### [Records supplied]
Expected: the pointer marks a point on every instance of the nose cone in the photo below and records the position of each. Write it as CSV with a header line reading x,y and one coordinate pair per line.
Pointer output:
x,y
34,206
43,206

...

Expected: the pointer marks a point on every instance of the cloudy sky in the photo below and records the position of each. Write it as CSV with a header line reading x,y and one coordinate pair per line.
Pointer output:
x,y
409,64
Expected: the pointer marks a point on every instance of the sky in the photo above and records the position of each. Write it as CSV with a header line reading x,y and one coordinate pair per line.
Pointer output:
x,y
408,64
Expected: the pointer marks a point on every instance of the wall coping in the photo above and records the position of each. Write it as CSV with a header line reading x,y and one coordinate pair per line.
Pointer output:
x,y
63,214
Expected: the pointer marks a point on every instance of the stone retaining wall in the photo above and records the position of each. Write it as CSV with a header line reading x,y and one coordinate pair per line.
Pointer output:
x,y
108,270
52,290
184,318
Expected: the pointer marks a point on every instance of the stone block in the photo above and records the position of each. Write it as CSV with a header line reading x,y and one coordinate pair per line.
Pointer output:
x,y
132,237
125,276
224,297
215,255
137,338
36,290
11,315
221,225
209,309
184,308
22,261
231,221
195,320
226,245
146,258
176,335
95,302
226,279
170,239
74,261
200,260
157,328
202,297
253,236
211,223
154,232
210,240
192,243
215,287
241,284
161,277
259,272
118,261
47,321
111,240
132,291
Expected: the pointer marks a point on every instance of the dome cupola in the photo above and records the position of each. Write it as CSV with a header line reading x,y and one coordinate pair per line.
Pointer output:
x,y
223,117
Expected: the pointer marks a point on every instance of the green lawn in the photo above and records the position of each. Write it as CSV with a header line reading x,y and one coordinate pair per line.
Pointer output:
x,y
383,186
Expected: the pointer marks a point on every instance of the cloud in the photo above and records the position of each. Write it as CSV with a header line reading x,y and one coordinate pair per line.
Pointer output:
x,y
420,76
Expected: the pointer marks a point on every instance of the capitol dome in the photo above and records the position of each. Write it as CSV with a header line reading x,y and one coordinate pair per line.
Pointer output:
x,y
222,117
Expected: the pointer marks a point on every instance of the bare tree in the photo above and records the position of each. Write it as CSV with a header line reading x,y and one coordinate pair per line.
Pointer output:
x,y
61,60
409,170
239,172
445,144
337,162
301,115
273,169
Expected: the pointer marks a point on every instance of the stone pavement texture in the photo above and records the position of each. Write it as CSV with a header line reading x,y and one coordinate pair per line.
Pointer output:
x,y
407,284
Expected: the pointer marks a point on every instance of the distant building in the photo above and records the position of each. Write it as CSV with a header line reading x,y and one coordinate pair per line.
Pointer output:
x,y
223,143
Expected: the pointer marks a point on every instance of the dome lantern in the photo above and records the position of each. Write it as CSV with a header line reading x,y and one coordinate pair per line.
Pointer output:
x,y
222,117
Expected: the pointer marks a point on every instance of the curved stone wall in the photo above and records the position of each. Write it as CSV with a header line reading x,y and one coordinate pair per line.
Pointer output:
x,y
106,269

...

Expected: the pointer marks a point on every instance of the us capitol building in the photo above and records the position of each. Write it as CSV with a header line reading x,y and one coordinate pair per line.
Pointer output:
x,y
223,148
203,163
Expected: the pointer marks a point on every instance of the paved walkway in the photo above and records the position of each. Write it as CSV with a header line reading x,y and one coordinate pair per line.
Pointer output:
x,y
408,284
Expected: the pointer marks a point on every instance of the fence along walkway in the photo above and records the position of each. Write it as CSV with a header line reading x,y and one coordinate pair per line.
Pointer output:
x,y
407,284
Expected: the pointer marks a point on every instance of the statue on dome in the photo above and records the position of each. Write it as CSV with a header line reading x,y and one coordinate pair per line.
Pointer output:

### [Work required]
Collect each line of the material above that contains the word "along" and copy those lines out in full.

### [Correct response]
Expected: the pointer marks a point on every instance of the fence along walkway in the photo above and records the position of each. Write it as CSV with a header line reading x,y and one coordinate pair per line.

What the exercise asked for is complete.